- Exercise instructions:
Express the rows below as a JSON list of strings, one string per line, leaving out blank lines and any pictures.

- Extracted entries:
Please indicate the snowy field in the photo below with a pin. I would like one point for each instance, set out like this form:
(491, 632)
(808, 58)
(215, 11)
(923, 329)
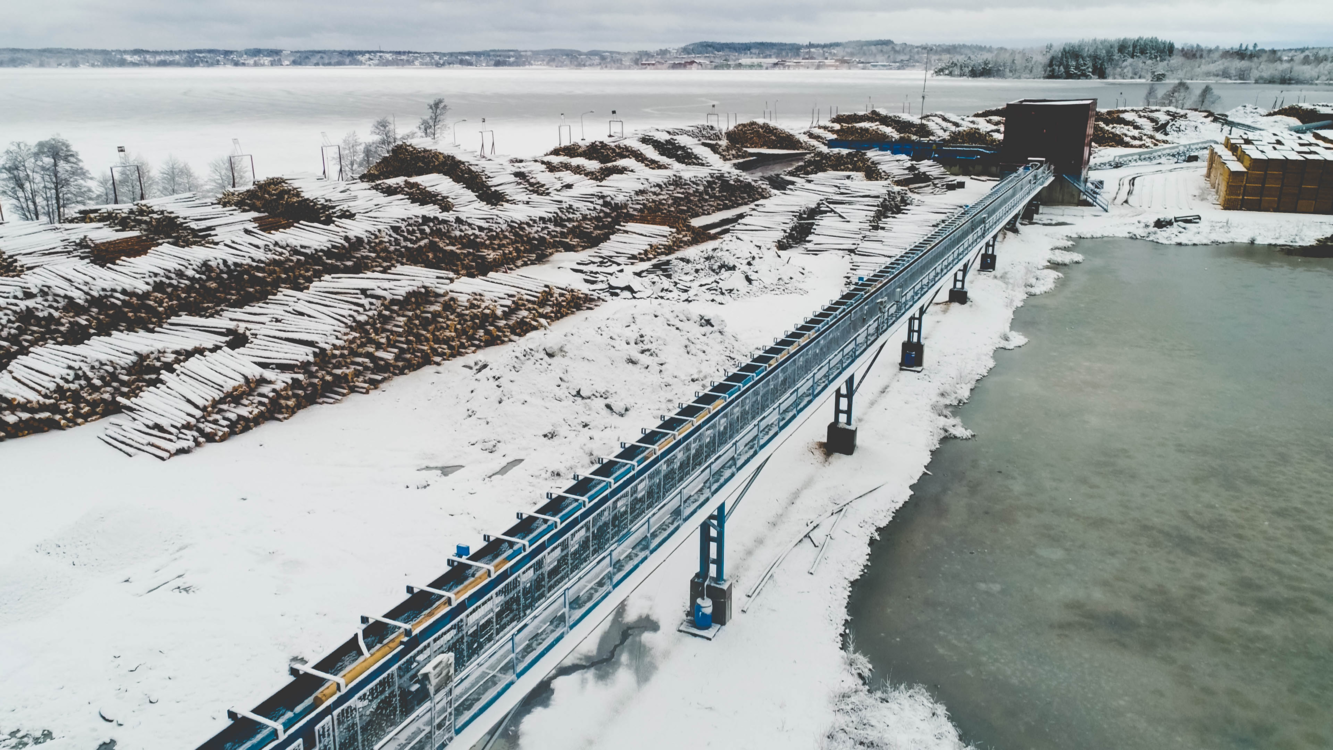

- Exercise result:
[
  "Please indicate the snowy field in the photo below with a pin. I would like one point for each instance, set out like this form:",
  "(491, 632)",
  "(808, 58)",
  "(215, 11)",
  "(923, 329)"
]